> Exercise
The records below are to be copied word for word, with every picture left out.

> Data records
========

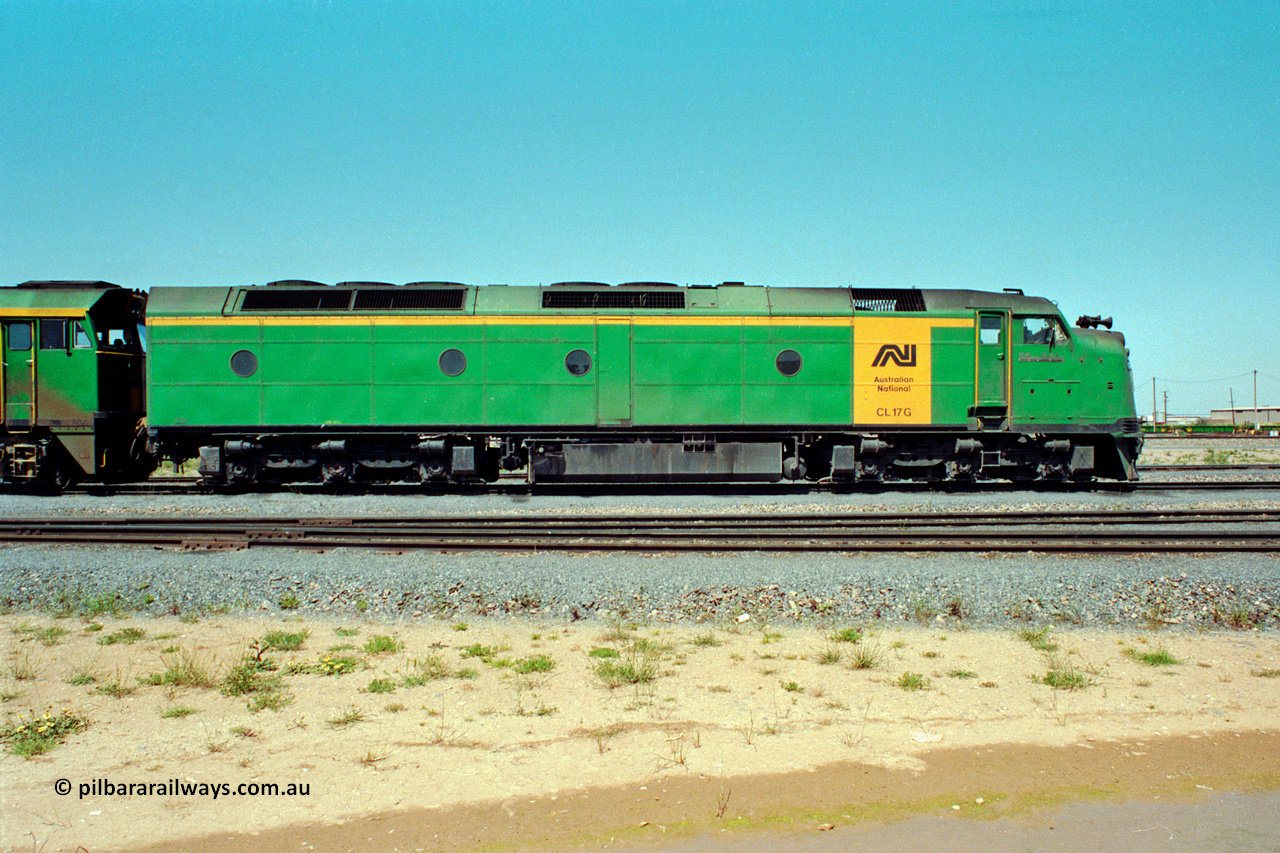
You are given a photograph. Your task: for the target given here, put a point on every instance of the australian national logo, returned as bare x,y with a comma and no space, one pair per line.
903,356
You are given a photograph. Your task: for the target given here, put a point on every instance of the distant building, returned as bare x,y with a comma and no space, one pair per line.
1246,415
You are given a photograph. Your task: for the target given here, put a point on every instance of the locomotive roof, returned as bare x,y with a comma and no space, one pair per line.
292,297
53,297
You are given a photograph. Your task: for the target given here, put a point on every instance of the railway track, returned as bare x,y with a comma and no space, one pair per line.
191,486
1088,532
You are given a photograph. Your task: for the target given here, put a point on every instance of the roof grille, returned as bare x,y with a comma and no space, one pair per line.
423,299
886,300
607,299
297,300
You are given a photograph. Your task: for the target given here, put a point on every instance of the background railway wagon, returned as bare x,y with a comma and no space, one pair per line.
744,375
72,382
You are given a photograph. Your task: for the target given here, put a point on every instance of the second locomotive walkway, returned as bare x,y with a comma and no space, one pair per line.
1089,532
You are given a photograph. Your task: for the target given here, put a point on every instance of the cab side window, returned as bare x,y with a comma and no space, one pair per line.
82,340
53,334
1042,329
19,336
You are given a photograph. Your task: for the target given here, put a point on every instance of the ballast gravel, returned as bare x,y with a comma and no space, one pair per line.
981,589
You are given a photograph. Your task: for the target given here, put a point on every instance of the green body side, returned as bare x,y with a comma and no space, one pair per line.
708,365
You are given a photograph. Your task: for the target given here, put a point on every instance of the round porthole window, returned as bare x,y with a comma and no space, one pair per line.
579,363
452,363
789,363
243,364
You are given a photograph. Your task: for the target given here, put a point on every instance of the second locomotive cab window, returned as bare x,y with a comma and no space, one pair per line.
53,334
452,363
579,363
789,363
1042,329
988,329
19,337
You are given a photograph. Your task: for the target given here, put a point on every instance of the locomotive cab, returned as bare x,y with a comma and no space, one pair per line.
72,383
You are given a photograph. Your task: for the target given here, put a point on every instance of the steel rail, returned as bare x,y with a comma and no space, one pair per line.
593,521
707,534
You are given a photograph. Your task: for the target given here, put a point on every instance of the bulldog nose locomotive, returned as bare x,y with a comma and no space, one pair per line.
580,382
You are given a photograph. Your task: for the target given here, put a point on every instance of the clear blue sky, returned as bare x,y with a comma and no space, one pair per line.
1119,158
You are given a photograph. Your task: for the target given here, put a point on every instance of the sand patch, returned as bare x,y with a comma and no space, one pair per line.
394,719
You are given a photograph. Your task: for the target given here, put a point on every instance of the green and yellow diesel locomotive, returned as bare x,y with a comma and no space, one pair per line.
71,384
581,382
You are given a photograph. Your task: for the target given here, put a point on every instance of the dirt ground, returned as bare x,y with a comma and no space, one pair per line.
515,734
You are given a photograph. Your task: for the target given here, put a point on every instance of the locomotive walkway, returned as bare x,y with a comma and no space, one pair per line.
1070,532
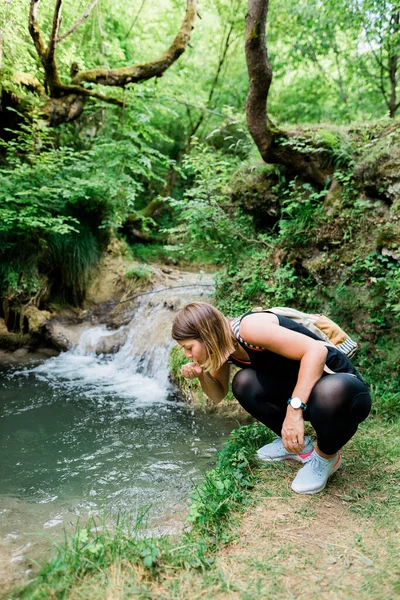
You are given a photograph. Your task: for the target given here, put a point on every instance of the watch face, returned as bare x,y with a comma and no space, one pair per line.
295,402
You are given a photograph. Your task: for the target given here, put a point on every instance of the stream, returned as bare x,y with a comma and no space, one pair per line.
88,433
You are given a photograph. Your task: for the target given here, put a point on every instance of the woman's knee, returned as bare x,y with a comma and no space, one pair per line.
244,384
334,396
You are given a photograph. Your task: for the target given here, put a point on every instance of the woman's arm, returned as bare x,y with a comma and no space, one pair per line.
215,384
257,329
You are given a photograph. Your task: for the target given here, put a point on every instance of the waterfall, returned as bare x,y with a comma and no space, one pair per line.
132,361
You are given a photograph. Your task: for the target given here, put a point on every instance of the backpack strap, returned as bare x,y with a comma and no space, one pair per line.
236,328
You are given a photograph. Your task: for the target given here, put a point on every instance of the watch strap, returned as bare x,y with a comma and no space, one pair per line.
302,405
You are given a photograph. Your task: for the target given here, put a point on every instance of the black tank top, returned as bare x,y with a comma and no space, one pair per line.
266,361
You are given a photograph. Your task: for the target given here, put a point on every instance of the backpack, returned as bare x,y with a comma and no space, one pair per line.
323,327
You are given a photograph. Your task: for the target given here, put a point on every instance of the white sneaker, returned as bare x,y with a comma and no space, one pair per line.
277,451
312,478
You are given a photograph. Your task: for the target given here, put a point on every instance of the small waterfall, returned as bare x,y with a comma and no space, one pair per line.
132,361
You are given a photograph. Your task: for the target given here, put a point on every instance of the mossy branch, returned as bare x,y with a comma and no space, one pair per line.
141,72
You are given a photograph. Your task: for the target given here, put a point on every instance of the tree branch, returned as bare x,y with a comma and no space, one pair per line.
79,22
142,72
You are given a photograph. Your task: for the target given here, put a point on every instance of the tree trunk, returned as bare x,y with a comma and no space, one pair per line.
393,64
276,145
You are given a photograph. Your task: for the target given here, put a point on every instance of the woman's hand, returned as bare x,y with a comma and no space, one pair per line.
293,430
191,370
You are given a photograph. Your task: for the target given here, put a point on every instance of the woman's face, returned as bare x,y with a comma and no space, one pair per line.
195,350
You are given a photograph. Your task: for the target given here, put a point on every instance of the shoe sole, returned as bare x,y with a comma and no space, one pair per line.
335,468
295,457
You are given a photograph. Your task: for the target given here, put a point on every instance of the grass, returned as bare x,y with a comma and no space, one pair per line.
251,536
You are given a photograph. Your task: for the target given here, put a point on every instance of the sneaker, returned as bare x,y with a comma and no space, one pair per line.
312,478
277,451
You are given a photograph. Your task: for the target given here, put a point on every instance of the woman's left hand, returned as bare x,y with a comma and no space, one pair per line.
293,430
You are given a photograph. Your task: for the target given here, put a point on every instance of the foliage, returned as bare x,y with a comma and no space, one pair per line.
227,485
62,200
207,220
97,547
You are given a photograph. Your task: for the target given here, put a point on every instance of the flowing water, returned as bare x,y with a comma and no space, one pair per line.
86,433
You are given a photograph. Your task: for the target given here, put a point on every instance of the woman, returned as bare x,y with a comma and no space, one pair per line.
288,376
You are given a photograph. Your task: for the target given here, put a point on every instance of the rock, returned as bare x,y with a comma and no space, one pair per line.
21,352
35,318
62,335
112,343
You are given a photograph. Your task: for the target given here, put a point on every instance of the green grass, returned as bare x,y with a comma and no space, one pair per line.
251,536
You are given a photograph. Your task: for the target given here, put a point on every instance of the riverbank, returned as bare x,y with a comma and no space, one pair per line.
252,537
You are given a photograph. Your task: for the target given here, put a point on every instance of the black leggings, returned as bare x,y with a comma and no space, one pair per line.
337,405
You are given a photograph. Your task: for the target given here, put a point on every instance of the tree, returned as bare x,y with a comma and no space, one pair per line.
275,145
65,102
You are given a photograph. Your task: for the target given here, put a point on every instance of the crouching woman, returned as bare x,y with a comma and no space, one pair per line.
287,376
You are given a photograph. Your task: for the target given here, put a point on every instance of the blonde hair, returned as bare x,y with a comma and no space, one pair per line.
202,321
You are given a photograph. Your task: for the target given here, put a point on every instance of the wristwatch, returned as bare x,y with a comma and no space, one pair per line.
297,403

========

> Result of the task
You are given a photograph. Your task: for the target given here, put a point on every instance of the australian national logo, returned as bare x,y with a comma and no space, one pair per line.
903,356
You are given a photograph. Your task: for the target given here, put a point on every instance of the distant building, returned as bare x,y with a comma and no space, one pair per line.
1246,415
You are given a photograph. Your task: for the target given here, put a point on every instance of the locomotive roof, returned as bare x,y with a comma and no space, one pair per line.
292,297
53,297
You are given a photograph. Your task: for the target given here, put a point on every instance of the railway track, returned as bare x,y with a comma and no space, one pair per line.
191,486
1088,532
You are given a photograph. Your task: for the target given here, put a point on every instance of the roof grille, returned as bare x,y with a comma and no space, one pair per line.
423,299
886,300
607,299
297,300
You are given a photograph. Your task: for the target given here, put a point on every instance of the background railway wagon, returned as bare x,y with a comma and no space, one pair per line.
744,375
72,382
You are given a photograph. Your task: for the target given here, put a point on every instance of the second locomotive walkway, returned as bare x,y with a comma and no space, one pair per line.
1089,532
You are given a photograph. Your task: for the target given here, put a point on every instance of the cab side window, returned as bare x,y with a comma and no space, one pair per line.
82,340
53,334
1042,329
19,336
You are given a photograph. Your task: for the target given here, put a point on every instance of the ballast gravel, returned as bare x,y with a comma and no space, one pair per line.
981,589
You are given a photograph. Your task: for the target given here, put a point on every instance of the green body side, returned as bare x,y with a comma and no space, one pair per line.
708,365
You are given a photograph. Your task: for the target given here, put a point on every instance of the round porthole window, returned as bare x,y with a comma and no space, one pair per line.
579,363
452,363
789,363
243,364
You are given a photograph. Your task: for the target given here, put a point on every instance of the second locomotive cab window, returned as bare x,y with a comma and no space, one pair per line.
53,334
452,363
579,363
789,363
1042,329
988,329
19,337
You are given a photograph. Your task: for the target given here, put a point on every instance of the locomotive cab, returned as bare x,y with a comma and no space, one pair per line.
72,383
You are given a photograph. Your task: for the target given here, put a point on every instance of the steel rail, returned as bare x,y with a comma and no space, one pair per line.
593,521
707,534
You are given a photograph. Your task: for the target given here, put a point on every instance of the bulldog nose locomotive, returned as bare x,y with a comma and no space, one pair per line.
580,382
You are given a photograph. Your task: for the target given here, put a point on every instance of the clear blue sky, returned as bare x,y with a comma and no space, one pair per line.
1119,158
You are given a photograph. Your task: for the target given here, put a point on every instance of the sand patch, returned as bare x,y with a comma and no space, one pair per line.
394,719
You are given a photograph. Your task: for the target given here, put a point on every instance of the green and yellow diesel locomotive, returned as bare x,y with a comma and no space, one pair per line.
71,384
581,382
You are given a photograph. Your task: for the target given here, put a point on every instance of the dirt ground, returned as bare x,y with a comma and no space, one pair per line.
515,734
You are given a photograph. Your task: for the target given here, put a point on every instance of the locomotive walkway, returned as bare x,y with a comma and no space, one pair per line.
1070,532
You are given a photograph. Your task: for the target given here, put a point on every instance of the watch face, returned as bare x,y with a comma and no space, one pair per line.
295,402
You are given a photograph. Your task: for the target given here, put a point on every instance of the stream, returned as bare x,y with a comma and no space, one pair per line.
88,433
You are given a photograph. Your task: for the target given here, put a point on every instance of the woman's knee, returned as bare x,y with a comma and no space, one pair per line.
244,384
334,396
You are given a photograph. Your task: for the target given here, put a point on every instance of the woman's arm, returned as bare x,y with a comma and no space, one pair per line.
215,384
257,329
You are given a photograph. Your task: for the target given here, put a point on every instance of the waterfall, returned as bare x,y with a comma and no space, one pair per line.
132,361
You are given a photograph. Your task: for the target given here, put a point on every instance of the backpack strap, returned as bare x,y with a comma and no space, one pair per line.
236,328
You are given a photograph. Your task: for the target given here, put a point on every instance of the watch strap, returned as bare x,y with a comma and no space, one pair per line.
302,405
You are given a photograph. Your task: for the target given here, put a point on every instance of the black tank top, returned as bare x,y with a comma and no space, one pair per line.
266,361
You are given a photograph. Your task: for the target given here, put a point on every instance of the backpack, returned as bare x,y with a comma and no space, one pair per line.
323,327
You are given a photograph. Your task: for the target given here, put a point on every instance of the white sneaker, returned as bare x,y with a comma and no space, one pair per line.
277,451
312,478
You are given a photograph. Your task: for the target given here, put a point on every instance of the small waterfall, returned as bare x,y with a comma and no space, one pair per line.
132,361
You are given a photograph. Your task: for the target given here, put a point on every instance of the mossy branch, returned as bare x,y with a comma and no space, one pair per line.
141,72
You are given a photograph. Your task: for the target given here, put a point on every instance of the tree branch, returned as bare x,y with a comma and no space, one pair per line.
79,22
142,72
You are given a photograph. Your task: for the target given here, put a point on every instance of the tree trunk, returned as bare x,y with a comma and no space, one pair per line.
393,64
276,145
You are given a photograph. Your task: for the target given here, put a point on every instance of the woman's hand, returned as bare x,y with a comma and no space, one pair per line.
293,430
191,370
You are given a photograph. Your task: for the target given here, put a point on every instance of the woman's face, returned as bare x,y with a comma and no space, one pair per line.
195,350
You are given a photograph. Your task: for the target given here, put a point on every instance of the shoe sole, returned as bare x,y with a comma and no space, one pair per line.
335,468
295,457
You are given a photograph. Your task: for the target given here, put a point on every instance of the grass, returned as bare x,y with a comma and no space, one pair per line.
251,536
You are given a photograph. Your task: for the target given here, put a point on every instance of the sneaker, returned as bare x,y with a comma and no space, one pair per line.
312,478
277,451
You are given a photograph. Your task: for the target given here, put a point on every instance of the woman's left hand, returned as bare x,y with a comma and no space, one pair per line.
293,430
You are given a photograph. Your task: for the target given here, put a point on every instance of the foliage, returned as bare x,y with a comma and no space, one pair per line.
227,485
62,200
207,220
97,547
You are given a photograph. Your task: for the target given here, put a point on every instance of the flowing water, returned as bare x,y with a comma and no space, one pair per line.
86,433
You are given a photograph. Your task: for the target given here, put a point on every instance of the woman, returned as bare x,y with a comma and no space, one pair per line.
288,376
You are given a photograph. Your task: for the target given here, put a point on every instance of the rock, returned as bare x,y with a comma and no space, one pair per line.
21,352
35,318
62,335
112,343
You are given a photograph. Your task: for the target given here, put a point on every instance of the green grass, returned as bare x,y with a comma and no space, one pair per line.
251,536
You are given a photograph. Your task: for the target given here, put a point on every instance of the riverbank, returned as bare x,y with a comma and no space, one pair per line.
252,537
You are given a photograph. Your task: for the target given here, put a point on every instance of the black leggings, returned as bare x,y with a comma and no space, one pair per line.
337,405
You are given a photograph. Your task: for the target given here, put a point on every instance of the tree, returned as bare x,y with a comma and no space, one pair per line.
275,145
65,102
You are given a photograph. Your task: for the target given here, put a point on every instance of the crouching woman, returned as bare x,y with a comma and no space, one pair per line.
287,376
You are given a photograph. Your task: for the target given here, put a point on every instance of the blonde hair, returned as bare x,y with a comma and no space, one pair per line.
202,321
You are given a photograph. Your task: for the target given here, put a point on every instance of the wristwatch, returned as bare x,y with a comma and no space, one pair per line.
297,403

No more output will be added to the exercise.